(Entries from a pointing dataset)
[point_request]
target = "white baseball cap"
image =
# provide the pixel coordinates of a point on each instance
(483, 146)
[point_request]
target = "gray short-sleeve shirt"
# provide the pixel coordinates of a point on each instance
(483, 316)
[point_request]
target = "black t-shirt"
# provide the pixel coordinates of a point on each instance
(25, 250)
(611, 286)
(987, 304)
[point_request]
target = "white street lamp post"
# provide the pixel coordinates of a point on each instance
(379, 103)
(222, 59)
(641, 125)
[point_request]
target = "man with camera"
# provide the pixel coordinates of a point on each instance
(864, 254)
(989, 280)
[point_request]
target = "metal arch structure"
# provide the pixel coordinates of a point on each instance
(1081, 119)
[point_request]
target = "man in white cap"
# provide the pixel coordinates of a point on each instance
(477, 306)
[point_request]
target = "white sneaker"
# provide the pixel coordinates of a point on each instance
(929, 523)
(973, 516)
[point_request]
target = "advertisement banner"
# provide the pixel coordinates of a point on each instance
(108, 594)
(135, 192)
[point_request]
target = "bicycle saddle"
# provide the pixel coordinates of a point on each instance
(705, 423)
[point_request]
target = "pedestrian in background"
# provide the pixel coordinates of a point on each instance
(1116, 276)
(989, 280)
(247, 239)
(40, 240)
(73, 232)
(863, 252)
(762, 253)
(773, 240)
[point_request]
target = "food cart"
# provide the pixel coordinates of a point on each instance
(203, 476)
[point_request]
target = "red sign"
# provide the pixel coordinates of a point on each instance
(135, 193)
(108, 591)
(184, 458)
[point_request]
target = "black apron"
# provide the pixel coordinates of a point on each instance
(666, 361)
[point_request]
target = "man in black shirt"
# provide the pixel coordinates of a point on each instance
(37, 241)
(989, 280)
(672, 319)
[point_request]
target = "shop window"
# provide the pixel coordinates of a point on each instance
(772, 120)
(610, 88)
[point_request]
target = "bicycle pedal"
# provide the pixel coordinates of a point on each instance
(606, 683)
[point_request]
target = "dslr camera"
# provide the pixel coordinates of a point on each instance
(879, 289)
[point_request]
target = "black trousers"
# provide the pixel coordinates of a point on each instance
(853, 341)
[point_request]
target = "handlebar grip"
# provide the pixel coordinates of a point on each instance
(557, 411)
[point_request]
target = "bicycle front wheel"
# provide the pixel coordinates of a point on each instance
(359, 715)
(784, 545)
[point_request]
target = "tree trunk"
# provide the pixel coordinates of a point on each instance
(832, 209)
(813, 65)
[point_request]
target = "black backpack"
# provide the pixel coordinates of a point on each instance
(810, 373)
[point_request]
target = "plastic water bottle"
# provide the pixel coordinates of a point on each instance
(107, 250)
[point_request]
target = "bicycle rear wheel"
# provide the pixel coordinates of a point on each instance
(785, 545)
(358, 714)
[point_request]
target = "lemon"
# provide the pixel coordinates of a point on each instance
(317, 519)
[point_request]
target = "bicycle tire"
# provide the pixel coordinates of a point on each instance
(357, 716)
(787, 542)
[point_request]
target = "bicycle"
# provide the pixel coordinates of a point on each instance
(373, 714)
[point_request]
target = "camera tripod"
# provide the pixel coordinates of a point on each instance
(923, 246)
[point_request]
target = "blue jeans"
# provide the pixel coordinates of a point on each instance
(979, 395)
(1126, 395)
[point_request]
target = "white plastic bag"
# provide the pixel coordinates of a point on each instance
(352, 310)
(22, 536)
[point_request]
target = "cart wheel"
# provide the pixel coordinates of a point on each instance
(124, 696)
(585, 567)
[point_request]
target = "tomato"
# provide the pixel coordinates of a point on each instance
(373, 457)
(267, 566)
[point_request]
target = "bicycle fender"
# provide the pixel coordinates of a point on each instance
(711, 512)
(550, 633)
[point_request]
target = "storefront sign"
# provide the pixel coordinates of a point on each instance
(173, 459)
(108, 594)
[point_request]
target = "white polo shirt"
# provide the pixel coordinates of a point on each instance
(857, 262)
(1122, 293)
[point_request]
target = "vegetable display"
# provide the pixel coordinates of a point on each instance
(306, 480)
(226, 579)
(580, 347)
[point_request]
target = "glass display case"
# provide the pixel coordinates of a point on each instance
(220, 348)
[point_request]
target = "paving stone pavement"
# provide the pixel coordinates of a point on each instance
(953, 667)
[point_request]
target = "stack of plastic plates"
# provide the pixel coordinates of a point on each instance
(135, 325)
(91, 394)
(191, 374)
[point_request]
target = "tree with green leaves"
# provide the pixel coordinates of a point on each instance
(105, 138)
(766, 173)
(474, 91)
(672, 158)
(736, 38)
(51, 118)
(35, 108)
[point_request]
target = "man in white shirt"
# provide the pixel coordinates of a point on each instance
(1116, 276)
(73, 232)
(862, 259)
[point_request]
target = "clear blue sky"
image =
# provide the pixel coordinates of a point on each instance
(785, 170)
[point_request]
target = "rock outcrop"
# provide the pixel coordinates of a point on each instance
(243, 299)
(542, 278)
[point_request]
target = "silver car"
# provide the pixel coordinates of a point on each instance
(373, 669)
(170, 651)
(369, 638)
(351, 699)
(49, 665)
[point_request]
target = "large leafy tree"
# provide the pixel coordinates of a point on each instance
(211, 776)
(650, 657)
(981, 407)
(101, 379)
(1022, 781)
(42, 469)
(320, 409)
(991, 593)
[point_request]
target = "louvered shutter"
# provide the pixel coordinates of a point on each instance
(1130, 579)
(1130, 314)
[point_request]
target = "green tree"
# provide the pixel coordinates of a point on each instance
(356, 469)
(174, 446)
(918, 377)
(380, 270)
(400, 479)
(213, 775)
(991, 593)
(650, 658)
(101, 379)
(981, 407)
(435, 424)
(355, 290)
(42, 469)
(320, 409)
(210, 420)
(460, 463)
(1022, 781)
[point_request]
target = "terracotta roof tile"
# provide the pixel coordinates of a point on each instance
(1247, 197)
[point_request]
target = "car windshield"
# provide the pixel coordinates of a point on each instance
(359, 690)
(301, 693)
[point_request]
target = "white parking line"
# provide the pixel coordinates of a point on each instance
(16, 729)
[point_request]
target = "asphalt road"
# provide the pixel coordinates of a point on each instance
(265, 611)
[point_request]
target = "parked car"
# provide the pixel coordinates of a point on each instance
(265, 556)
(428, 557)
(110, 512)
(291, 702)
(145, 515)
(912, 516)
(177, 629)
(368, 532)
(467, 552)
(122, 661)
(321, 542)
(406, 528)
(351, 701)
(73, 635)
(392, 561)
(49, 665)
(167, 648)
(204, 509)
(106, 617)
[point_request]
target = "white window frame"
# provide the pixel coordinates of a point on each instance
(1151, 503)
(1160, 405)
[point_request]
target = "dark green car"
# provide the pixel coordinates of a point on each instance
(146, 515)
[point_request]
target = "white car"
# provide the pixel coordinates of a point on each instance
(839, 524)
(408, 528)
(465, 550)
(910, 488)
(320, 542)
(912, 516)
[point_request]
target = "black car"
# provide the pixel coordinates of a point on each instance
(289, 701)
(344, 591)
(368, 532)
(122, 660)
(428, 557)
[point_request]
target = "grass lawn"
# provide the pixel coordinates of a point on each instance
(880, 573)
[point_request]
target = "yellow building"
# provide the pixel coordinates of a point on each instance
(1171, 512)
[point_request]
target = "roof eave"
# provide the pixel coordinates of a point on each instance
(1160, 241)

- [What is expected]
How many of the lines above contain the string "wheel"? Matching is case-sensitive, and the reply should be the number alone.

- [Exercise answer]
3